**TEXT SHOWN:**
She has increased technology usage by instituting a “Bring Your Own Device” policy for high school students, which requires them to bring their own laptop to school each day. She has also focused more attention on teacher recruitment.
To remain on par with their U.S. competitors, ANS offers a huge number of extracurricular activities. Through the Association of American Schools of Central America (AASCA), ANS fields sports teams that compete in Panama, Guatemala and Honduras. Doll has increased the number of non-team sport activities as well: dance classes, tae kwan doe and “knowledge bowl” are just some of the groups that have recently started.
“This school just has the longest, richest history,” says Doll. “We never closed, even when students were being drafted at age 16. They were drafted right off the football field, and they had to come back and finish their senior year when they returned. We have the history that no other school can claim.”
ANS towers high in their own minds, and if history is any indication, they are going to be a mainstay of the private school scene for years to come.
“As someone crudely put it to me once, we are just so far ahead of whatever is in second place,” says Doll.
Lincoln International Academy
Lincoln International Academy is prepared to contest ANS’s claim as top school. Founded in 1991, the school is the second oldest and its enrollment of 700 is creeping towards ANS’s hulking numbers. Many families are attracted to Lincoln for its English-language curriculum and Catholic values.
“We were founded in 1991 to offer a bilingual education with a Catholic perspective,” says Alejandro Vogel, development director and member of the Board of Directors. “We were also coming out of a Communist regime, and we had to teach a lot about democratic principles. So democracy is also one of our founding principles.”

(Coordinate labeling data)

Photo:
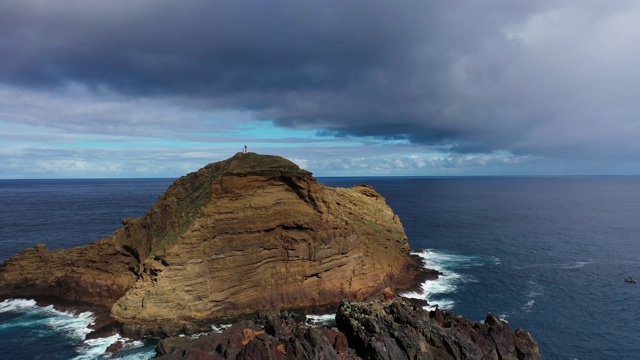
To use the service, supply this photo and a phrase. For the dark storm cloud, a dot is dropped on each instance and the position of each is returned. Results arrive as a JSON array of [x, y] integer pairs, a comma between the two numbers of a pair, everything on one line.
[[468, 76]]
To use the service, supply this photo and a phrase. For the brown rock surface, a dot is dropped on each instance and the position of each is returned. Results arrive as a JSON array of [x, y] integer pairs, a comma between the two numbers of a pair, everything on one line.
[[391, 329], [250, 233]]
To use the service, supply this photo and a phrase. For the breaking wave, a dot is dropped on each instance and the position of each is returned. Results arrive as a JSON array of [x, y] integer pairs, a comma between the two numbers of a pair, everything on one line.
[[435, 291]]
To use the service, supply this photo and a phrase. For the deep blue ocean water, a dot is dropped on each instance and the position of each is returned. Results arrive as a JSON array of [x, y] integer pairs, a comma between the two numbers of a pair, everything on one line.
[[548, 254]]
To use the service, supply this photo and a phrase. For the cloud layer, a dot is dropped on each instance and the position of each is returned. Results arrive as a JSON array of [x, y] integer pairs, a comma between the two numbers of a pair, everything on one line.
[[532, 80]]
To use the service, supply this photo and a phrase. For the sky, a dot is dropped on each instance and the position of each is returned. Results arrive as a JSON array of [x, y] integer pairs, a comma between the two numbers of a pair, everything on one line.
[[159, 88]]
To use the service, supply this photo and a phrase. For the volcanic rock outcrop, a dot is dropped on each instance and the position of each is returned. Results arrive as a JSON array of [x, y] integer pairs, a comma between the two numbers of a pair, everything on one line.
[[385, 330], [243, 235]]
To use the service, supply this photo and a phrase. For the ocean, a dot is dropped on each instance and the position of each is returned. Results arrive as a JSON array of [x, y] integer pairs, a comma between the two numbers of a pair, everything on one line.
[[547, 254]]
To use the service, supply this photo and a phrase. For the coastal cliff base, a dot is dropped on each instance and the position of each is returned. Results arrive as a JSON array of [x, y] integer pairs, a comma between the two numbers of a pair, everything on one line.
[[382, 329]]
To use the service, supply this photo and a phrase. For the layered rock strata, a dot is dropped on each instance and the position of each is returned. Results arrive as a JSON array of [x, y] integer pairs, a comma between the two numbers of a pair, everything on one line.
[[392, 330], [243, 235]]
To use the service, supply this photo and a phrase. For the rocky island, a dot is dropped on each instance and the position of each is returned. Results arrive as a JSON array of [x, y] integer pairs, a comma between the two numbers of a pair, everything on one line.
[[248, 236]]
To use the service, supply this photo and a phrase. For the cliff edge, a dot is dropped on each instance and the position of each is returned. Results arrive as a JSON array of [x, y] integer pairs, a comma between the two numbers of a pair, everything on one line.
[[243, 235]]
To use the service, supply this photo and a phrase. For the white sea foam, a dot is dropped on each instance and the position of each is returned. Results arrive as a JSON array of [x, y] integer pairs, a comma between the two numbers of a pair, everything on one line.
[[448, 282], [534, 290], [73, 325], [218, 328]]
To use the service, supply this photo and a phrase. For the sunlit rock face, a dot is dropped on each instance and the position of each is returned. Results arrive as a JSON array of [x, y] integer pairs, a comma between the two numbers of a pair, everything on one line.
[[250, 233]]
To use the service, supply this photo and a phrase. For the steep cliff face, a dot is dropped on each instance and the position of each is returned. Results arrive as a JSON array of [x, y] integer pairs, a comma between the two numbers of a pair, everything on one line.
[[249, 233], [392, 330]]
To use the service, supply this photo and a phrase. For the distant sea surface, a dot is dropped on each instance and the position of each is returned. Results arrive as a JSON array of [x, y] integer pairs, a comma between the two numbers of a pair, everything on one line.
[[547, 254]]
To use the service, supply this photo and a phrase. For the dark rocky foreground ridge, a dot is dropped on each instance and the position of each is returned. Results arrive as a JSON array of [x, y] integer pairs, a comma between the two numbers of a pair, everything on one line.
[[381, 329], [243, 235], [249, 237]]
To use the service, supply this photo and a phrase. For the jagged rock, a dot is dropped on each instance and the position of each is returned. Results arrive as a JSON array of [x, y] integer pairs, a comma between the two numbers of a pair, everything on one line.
[[394, 330], [243, 235], [382, 329], [279, 340]]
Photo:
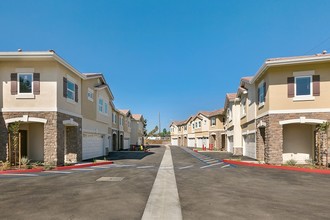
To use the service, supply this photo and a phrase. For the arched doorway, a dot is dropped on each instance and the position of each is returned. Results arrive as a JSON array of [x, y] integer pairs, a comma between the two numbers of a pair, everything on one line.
[[121, 142], [114, 141]]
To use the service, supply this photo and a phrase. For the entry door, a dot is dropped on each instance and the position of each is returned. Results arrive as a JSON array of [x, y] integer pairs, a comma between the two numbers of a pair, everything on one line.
[[23, 143]]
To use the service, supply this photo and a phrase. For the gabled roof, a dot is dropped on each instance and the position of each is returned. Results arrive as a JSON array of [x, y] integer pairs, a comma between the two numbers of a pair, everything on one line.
[[138, 117], [281, 61], [101, 86], [212, 113], [125, 112], [229, 98]]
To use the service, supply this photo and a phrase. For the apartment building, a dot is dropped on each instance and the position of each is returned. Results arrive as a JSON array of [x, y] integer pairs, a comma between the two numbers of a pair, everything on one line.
[[205, 129], [65, 116]]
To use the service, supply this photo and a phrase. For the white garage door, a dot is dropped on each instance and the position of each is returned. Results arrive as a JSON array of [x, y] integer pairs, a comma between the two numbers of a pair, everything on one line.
[[249, 146], [230, 144], [191, 142], [126, 144], [92, 146]]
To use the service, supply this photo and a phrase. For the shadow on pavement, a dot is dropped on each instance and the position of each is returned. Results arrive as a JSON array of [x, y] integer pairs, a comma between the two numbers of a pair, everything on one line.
[[122, 155]]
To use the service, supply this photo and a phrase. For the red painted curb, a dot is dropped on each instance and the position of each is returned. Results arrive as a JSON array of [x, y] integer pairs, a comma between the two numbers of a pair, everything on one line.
[[37, 170], [306, 170], [83, 165]]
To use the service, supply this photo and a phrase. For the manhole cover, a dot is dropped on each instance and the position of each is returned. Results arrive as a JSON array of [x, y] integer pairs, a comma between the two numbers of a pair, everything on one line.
[[110, 179]]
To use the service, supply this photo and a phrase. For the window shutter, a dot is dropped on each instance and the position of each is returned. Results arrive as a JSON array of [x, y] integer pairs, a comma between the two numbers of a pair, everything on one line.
[[316, 85], [290, 87], [13, 79], [65, 87], [264, 85], [36, 83], [76, 92]]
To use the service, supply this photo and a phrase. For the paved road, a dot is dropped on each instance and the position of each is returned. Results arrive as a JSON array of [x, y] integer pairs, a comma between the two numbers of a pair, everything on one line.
[[212, 192]]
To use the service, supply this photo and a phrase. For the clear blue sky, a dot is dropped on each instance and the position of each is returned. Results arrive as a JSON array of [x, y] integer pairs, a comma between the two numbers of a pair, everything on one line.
[[169, 56]]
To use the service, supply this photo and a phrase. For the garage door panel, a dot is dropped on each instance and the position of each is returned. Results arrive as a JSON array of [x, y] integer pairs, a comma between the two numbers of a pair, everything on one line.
[[92, 146]]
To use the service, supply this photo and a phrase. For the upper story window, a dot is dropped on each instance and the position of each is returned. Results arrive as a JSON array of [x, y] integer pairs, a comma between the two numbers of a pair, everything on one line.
[[121, 121], [243, 106], [101, 105], [70, 89], [114, 117], [303, 86], [261, 93], [25, 83], [90, 94], [213, 121]]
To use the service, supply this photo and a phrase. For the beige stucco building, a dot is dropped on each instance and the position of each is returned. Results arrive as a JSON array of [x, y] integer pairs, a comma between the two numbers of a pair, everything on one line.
[[66, 116]]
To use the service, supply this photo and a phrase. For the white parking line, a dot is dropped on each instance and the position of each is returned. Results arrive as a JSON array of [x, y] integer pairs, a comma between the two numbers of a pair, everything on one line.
[[144, 167], [18, 174], [164, 202], [82, 169], [186, 167], [55, 171], [211, 165]]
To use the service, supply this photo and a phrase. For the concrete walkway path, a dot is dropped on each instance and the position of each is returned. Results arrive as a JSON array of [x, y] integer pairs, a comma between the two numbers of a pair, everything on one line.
[[164, 202]]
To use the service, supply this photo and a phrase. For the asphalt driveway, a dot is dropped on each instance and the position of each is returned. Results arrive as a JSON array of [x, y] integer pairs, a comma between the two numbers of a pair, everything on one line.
[[249, 193]]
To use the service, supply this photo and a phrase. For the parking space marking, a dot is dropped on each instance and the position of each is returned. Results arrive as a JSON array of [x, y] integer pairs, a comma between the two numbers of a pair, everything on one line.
[[19, 174], [186, 167], [82, 169], [59, 172], [214, 164], [144, 167]]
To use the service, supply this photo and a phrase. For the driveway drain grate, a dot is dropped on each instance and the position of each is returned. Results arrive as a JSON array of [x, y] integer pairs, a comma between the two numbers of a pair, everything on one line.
[[110, 179]]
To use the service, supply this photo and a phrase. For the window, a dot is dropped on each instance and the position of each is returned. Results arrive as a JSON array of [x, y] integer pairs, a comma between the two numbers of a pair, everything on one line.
[[114, 117], [243, 106], [213, 121], [261, 93], [105, 108], [25, 81], [121, 121], [101, 105], [303, 86], [90, 94], [70, 90]]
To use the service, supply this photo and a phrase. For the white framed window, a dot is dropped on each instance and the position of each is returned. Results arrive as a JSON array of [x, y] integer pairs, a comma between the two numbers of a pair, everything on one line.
[[106, 107], [121, 121], [303, 86], [243, 106], [213, 121], [261, 93], [70, 90], [114, 118], [101, 105], [25, 83], [90, 95]]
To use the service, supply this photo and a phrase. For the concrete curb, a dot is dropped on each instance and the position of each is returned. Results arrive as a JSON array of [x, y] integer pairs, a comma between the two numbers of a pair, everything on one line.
[[38, 170], [298, 169]]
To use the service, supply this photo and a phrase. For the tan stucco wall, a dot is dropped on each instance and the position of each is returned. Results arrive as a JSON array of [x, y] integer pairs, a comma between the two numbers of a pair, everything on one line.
[[46, 101], [62, 103], [278, 87], [89, 108]]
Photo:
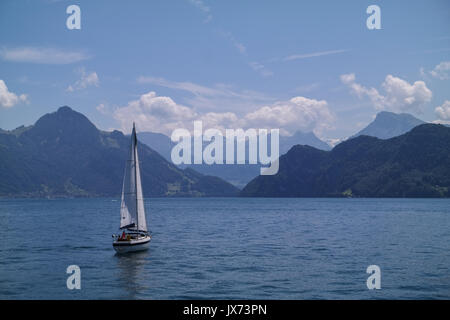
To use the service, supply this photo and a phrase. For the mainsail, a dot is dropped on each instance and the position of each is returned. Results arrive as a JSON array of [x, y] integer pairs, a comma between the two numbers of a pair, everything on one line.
[[132, 213]]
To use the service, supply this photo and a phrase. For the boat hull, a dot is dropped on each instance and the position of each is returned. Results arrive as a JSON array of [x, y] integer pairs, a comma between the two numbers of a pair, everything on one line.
[[132, 245]]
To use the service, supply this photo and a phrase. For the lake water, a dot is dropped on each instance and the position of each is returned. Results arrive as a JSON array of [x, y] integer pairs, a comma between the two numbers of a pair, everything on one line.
[[229, 248]]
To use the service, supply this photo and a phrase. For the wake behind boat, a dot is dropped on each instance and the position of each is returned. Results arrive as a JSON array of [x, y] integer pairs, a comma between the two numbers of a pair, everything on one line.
[[133, 225]]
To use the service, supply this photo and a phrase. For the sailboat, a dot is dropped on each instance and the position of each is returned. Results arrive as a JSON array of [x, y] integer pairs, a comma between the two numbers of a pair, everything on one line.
[[133, 226]]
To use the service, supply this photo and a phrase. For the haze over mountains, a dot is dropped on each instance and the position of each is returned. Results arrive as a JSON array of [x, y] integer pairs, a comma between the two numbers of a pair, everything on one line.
[[415, 164], [64, 154], [388, 125], [238, 174]]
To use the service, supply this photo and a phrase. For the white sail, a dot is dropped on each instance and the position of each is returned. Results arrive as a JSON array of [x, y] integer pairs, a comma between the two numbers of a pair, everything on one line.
[[132, 210]]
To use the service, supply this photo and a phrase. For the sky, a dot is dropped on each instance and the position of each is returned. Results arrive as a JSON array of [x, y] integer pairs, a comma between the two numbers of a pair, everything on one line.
[[292, 65]]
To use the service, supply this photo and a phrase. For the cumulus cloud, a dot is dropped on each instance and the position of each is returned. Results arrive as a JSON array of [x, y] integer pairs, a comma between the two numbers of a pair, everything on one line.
[[212, 98], [298, 113], [443, 111], [202, 7], [162, 114], [400, 96], [261, 69], [87, 79], [9, 99], [42, 55], [441, 71]]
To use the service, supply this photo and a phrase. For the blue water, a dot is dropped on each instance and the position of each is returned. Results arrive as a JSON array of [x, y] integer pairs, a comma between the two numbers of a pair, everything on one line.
[[229, 249]]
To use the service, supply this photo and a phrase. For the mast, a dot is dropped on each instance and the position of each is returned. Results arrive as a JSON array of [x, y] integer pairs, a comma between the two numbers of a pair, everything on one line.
[[135, 176]]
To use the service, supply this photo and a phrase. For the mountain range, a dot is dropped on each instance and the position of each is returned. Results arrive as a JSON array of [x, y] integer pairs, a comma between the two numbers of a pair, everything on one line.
[[415, 164], [64, 154], [388, 125], [238, 174]]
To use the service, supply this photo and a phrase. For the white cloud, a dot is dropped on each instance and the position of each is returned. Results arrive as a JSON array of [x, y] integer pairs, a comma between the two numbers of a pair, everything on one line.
[[213, 98], [202, 7], [298, 113], [87, 79], [162, 114], [238, 45], [154, 113], [443, 111], [441, 71], [400, 96], [261, 69], [42, 55], [9, 99]]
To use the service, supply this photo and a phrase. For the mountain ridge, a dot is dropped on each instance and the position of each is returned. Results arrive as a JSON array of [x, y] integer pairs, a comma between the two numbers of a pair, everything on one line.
[[414, 164], [63, 154]]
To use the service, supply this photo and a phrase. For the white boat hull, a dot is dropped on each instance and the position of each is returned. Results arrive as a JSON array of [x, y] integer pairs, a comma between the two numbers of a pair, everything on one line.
[[132, 245]]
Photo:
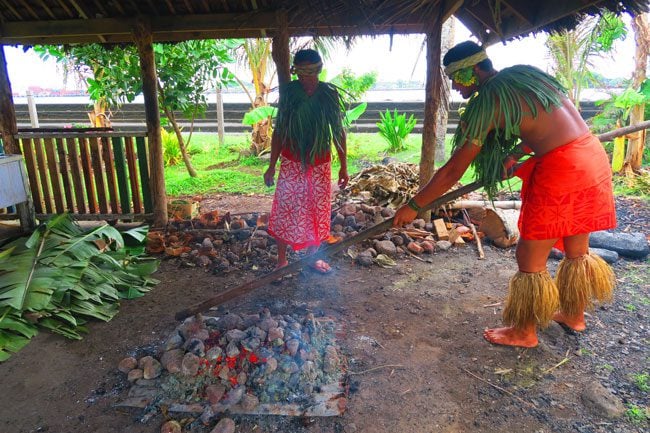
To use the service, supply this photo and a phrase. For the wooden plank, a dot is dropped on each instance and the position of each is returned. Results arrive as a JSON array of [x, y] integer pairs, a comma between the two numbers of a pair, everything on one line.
[[76, 170], [120, 171], [42, 172], [106, 217], [98, 173], [32, 173], [86, 164], [109, 170], [143, 159], [54, 175], [441, 229], [143, 40], [65, 174], [131, 159]]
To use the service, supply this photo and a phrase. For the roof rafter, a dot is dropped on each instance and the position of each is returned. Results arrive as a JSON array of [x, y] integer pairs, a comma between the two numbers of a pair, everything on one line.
[[12, 10], [47, 9], [65, 8]]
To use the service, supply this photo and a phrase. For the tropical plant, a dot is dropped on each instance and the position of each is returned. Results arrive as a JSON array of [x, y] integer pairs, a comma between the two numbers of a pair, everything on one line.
[[572, 51], [185, 70], [395, 128], [62, 276], [171, 151], [354, 87]]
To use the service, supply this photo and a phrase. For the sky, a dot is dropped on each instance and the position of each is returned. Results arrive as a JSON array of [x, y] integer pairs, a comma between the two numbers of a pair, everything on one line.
[[405, 60]]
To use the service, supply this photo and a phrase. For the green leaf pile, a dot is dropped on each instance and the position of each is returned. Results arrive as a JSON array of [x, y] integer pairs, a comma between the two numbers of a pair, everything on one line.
[[62, 276], [395, 128]]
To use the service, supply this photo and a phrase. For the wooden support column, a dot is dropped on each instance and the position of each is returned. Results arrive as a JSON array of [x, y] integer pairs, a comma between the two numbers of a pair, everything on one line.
[[144, 42], [280, 49], [8, 126], [431, 100]]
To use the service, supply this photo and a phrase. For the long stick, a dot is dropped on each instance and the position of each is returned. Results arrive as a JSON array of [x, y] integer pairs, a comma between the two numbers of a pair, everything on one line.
[[607, 136], [323, 252]]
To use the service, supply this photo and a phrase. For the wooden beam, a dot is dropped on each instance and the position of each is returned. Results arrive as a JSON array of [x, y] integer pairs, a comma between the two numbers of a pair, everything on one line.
[[102, 9], [170, 6], [47, 9], [12, 10], [431, 99], [31, 11], [66, 8], [144, 41], [8, 125], [280, 50], [79, 9]]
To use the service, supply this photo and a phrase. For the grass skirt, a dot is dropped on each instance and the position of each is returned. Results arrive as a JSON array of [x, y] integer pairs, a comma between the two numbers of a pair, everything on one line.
[[532, 299], [581, 281]]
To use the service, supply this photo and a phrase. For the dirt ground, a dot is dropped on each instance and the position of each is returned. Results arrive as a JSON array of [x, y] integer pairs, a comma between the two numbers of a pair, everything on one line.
[[413, 338]]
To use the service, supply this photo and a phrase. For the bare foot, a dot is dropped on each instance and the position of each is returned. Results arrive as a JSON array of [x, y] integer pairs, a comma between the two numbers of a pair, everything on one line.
[[577, 323], [321, 266], [512, 336]]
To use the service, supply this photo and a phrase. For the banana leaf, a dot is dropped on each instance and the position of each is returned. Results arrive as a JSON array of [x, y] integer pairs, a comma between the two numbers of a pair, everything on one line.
[[62, 275], [258, 114]]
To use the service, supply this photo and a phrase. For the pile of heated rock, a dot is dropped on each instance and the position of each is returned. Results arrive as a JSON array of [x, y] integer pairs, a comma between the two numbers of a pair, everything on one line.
[[244, 364]]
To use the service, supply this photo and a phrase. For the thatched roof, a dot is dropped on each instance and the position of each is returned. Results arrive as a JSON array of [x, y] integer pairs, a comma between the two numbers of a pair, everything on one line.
[[110, 21]]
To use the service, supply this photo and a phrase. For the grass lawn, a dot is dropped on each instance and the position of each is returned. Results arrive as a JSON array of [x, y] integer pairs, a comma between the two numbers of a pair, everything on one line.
[[223, 169]]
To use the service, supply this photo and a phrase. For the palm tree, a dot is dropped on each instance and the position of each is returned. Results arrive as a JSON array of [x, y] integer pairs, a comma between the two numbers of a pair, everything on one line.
[[573, 50]]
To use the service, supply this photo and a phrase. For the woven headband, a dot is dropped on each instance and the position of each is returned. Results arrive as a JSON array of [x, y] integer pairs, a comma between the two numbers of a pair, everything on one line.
[[466, 62], [307, 68]]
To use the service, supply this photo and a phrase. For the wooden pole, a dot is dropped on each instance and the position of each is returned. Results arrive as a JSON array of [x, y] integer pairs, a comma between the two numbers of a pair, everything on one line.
[[323, 252], [607, 136], [280, 49], [220, 125], [33, 114], [431, 101], [8, 125], [144, 42]]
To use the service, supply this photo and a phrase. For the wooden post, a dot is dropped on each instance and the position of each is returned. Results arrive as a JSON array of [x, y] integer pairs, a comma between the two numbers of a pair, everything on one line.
[[280, 49], [8, 126], [33, 114], [220, 125], [635, 145], [144, 42], [431, 100]]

**EXERCISE TASKS:**
1. Using the passage about the schools, explain in one to three sentences why Lincoln International Academy counts democracy among its founding principles.
2. From the passage about the schools, copy the part that opens with the words containing "To remain on" and closes with "years to come.".
The entries are separate from the passage about the schools and have no connection to it.

**FULL ANSWERS:**
1. Lincoln International Academy was founded as the country was coming out of a Communist regime, so the school had to teach a lot about democratic principles. For that reason, democracy became one of its founding principles.

2.
To remain on par with their U.S. competitors, ANS offers a huge number of extracurricular activities. Through the Association of American Schools of Central America (AASCA), ANS fields sports teams that compete in Panama, Guatemala and Honduras. Doll has increased the number of non-team sport activities as well: dance classes, tae kwan doe and “knowledge bowl” are just some of the groups that have recently started.
“This school just has the longest, richest history,” says Doll. “We never closed, even when students were being drafted at age 16. They were drafted right off the football field, and they had to come back and finish their senior year when they returned. We have the history that no other school can claim.”
ANS towers high in their own minds, and if history is any indication, they are going to be a mainstay of the private school scene for years to come.